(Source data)
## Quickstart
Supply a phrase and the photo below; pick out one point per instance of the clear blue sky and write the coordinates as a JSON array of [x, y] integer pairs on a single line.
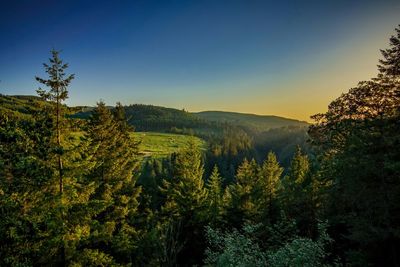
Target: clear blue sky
[[288, 58]]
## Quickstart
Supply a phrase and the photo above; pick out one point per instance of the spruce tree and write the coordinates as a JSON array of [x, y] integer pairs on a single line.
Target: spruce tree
[[269, 183], [240, 197], [58, 82], [215, 205], [390, 64], [113, 153], [358, 139]]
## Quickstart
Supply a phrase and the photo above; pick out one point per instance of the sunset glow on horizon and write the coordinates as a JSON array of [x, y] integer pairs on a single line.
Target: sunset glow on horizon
[[286, 59]]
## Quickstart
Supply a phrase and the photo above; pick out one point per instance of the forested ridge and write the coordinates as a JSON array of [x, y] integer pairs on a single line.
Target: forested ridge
[[327, 194]]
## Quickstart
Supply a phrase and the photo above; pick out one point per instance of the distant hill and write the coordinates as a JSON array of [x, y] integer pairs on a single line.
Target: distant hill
[[162, 119], [255, 122], [21, 106]]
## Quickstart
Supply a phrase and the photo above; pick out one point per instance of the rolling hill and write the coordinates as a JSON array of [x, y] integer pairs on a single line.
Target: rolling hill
[[259, 123]]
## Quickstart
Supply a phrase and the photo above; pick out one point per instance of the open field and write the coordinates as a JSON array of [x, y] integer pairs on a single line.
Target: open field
[[159, 145]]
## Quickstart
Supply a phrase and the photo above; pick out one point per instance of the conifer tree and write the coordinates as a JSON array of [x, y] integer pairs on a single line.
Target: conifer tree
[[185, 207], [293, 185], [215, 194], [185, 190], [269, 183], [240, 197], [114, 155], [358, 141], [58, 82], [390, 64]]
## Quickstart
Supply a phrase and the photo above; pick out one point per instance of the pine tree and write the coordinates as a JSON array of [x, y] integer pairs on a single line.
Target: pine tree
[[114, 155], [185, 190], [293, 185], [390, 64], [185, 207], [240, 197], [58, 82], [269, 183], [215, 194], [358, 139]]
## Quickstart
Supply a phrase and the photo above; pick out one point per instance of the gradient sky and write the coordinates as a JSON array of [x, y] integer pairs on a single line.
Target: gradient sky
[[287, 58]]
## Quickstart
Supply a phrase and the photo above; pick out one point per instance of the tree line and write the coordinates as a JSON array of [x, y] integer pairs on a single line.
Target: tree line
[[68, 200]]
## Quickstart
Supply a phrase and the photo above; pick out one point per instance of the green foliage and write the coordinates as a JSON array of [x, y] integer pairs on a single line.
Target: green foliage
[[302, 251], [242, 249], [358, 140], [234, 248], [215, 193], [239, 197]]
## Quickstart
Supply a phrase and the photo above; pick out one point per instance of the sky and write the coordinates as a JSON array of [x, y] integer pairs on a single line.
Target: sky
[[285, 58]]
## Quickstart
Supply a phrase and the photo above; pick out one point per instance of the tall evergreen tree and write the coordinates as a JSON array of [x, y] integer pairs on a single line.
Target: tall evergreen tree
[[240, 197], [293, 191], [358, 139], [215, 193], [268, 184], [114, 155], [58, 82], [390, 64], [185, 206]]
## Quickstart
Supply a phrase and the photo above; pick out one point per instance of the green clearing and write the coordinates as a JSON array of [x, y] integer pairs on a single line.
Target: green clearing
[[159, 145]]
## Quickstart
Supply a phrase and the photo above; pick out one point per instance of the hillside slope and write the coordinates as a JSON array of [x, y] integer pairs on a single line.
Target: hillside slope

## Written request
Count the lines in the records above that contain the string "conifer". Reply with only the number.

## Exercise result
2